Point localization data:
* * *

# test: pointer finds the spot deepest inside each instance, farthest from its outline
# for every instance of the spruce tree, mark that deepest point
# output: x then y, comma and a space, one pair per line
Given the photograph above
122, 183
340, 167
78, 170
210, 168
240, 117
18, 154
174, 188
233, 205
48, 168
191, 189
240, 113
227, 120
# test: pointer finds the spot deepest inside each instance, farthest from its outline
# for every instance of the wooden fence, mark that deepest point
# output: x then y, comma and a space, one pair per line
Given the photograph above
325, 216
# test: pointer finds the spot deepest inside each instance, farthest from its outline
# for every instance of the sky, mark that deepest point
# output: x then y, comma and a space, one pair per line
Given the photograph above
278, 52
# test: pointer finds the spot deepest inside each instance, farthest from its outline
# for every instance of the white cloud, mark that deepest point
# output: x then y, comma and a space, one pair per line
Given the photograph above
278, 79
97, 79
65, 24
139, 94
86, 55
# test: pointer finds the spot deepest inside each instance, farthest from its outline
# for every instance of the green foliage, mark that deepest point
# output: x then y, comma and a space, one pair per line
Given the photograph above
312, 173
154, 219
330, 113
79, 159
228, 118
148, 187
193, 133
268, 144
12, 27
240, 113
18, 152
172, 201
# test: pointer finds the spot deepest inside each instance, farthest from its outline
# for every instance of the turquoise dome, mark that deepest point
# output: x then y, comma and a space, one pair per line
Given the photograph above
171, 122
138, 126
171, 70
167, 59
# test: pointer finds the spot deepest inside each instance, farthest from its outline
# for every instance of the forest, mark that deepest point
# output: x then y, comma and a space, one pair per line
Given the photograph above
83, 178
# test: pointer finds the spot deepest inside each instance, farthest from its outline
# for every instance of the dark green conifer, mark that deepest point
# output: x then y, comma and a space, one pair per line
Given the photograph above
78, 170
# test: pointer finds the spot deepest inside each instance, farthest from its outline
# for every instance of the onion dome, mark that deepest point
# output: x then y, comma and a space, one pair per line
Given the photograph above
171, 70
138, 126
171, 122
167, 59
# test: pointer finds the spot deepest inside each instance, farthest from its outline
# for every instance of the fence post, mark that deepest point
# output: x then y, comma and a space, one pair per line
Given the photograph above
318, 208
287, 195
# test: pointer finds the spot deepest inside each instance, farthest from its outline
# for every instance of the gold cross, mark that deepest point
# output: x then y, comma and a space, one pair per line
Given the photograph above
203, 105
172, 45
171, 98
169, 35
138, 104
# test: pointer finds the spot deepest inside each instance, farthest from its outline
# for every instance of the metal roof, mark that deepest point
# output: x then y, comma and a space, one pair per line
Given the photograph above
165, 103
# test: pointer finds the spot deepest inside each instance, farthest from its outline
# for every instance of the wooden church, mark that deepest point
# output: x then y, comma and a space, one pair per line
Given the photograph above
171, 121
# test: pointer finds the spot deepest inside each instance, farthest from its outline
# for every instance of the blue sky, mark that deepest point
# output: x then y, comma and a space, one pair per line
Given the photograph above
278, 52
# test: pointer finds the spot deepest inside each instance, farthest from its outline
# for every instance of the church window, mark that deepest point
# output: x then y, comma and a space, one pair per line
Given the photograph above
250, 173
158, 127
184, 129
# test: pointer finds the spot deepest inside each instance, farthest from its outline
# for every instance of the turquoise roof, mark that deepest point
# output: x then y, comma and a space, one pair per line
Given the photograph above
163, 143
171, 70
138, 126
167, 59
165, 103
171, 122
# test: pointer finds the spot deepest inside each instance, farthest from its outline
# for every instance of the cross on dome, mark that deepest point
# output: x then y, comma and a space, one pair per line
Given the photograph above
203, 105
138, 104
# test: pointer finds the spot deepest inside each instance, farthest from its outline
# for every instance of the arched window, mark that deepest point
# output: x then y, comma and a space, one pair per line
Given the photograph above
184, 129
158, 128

* * *

> Problem to work on:
The reply must repeat all of the records precisely.

> Completed task:
# test: pointer finds the spot deepest inside each instance, farthest from its outline
# for every instance of the spruce tree, mark that deepest point
# output: x then y, comma and a space, one pair per line
Given the photograph above
122, 183
340, 167
78, 170
210, 168
240, 117
18, 154
174, 188
233, 205
48, 168
191, 189
240, 113
227, 120
# test: pointer finds the spot deepest inside each instance, farthest from its outline
# for every instance of the wooden fence, mark that deepest point
# output: x then y, comma and a space, one pair per line
Given the photograph above
325, 216
# test: pointer finds the spot deepest inside each instance, farthest from its outline
# for every instance of the sky, mark that deepest point
# output: x then y, comma and a space, one pair per line
Given the photograph above
278, 52
# test: pointer finds the spot deepest inside each instance, farthest from its outline
# for every instance of the white cloud, mark that deepest point
# output: x then y, comma and a space, one pair per line
Given the photograph above
278, 79
97, 79
65, 24
139, 94
86, 55
# test: pointer finds the spot deepest inside each instance, farthest from its outline
# for every instance of the green foliage, mark that deepest point
# output: x then y, comma and a space, one pair per line
Given the photograph above
312, 173
154, 219
330, 113
79, 159
228, 118
148, 187
193, 133
268, 144
12, 27
240, 113
18, 152
172, 201
# test: pointer finds the spot deepest inside each instance, farthest from its outline
# for every instance of the turquoise dome, mark that deepest point
# output: x then y, comma and a space, one pair per line
Given the photograph above
171, 122
138, 126
171, 70
167, 59
# test: pointer finds the spot deepest inside each instance, farthest from its outline
# for every instance of the forest, mark that deepest point
# output: x then y, comma and a space, one pair per line
Given the photograph above
83, 178
# test: pointer finds the spot deepest inside each instance, farthest from its outline
# for every instance of the dark green conifer, mark that deepest point
# output: x then y, comma and a space, one pair per line
Given the photograph above
78, 170
# test: pointer finds the spot deepest inside each instance, farthest from its outline
# for every instance of the onion dome, mark that deepest point
# output: x then y, comma and a space, one pair per line
Given the photograph above
171, 70
138, 126
171, 122
167, 59
# test: pointer finds the spot deepest inside each instance, farthest from its outline
# for every instance of the fence post, mark that deepest point
# output: x then y, comma and a space, one pair per line
Given the photograph above
318, 208
287, 195
# test: pointer finds the spot deepest inside each instance, farthest from its outline
# for every instance of the gold cross, mark that deepest point
# output: x then y, comma and a space, one pair per line
Given the photograph above
203, 105
172, 45
171, 98
169, 35
138, 104
# test: pointer finds the spot deepest inside each instance, farthest from its outline
# for every instance of the metal roof, mark that deepest point
# output: x then y, comma and a space, one pair per line
Given the photograph above
165, 103
# test: pointer finds the spot deepest inside each instance, farthest from its outline
# for every instance of the wooden church, mark that deepest point
# output: x then y, comma and a space, one pair per line
Given the photograph above
171, 121
# test: pointer finds the spot deepest inside each instance, farthest from its outline
# for every instance of the blue sky, mark that deepest point
# output: x then y, comma and a space, one pair per line
Given the photograph above
278, 52
# test: pointer finds the spot deepest inside each instance, farthest from its outline
# for every instance of the church window, mark that deepest point
# output: x then y, comma and a space, one pair per line
Given the photograph above
250, 173
158, 127
184, 129
# test: pointer finds the spot deepest inside each instance, farthest from its outline
# for every instance of the turquoise roof, mark that deepest point
# output: x then y, comma and a space, one pair per line
Given the photograph above
163, 143
171, 70
138, 126
167, 59
165, 103
171, 122
# test: pointer finds the spot deepest inside each instance, farthest from its outline
# for every instance of the cross on dome, mark that deepest point
# output: x then y, comma and a space, one pair per line
Given the photograph above
203, 105
138, 104
# test: pointer finds the spot deepest inside each instance, farthest from its outline
# for every instance of the arched window, mark that deepest point
# output: x then y, comma and a space, one pair per line
Given the photograph above
184, 129
158, 128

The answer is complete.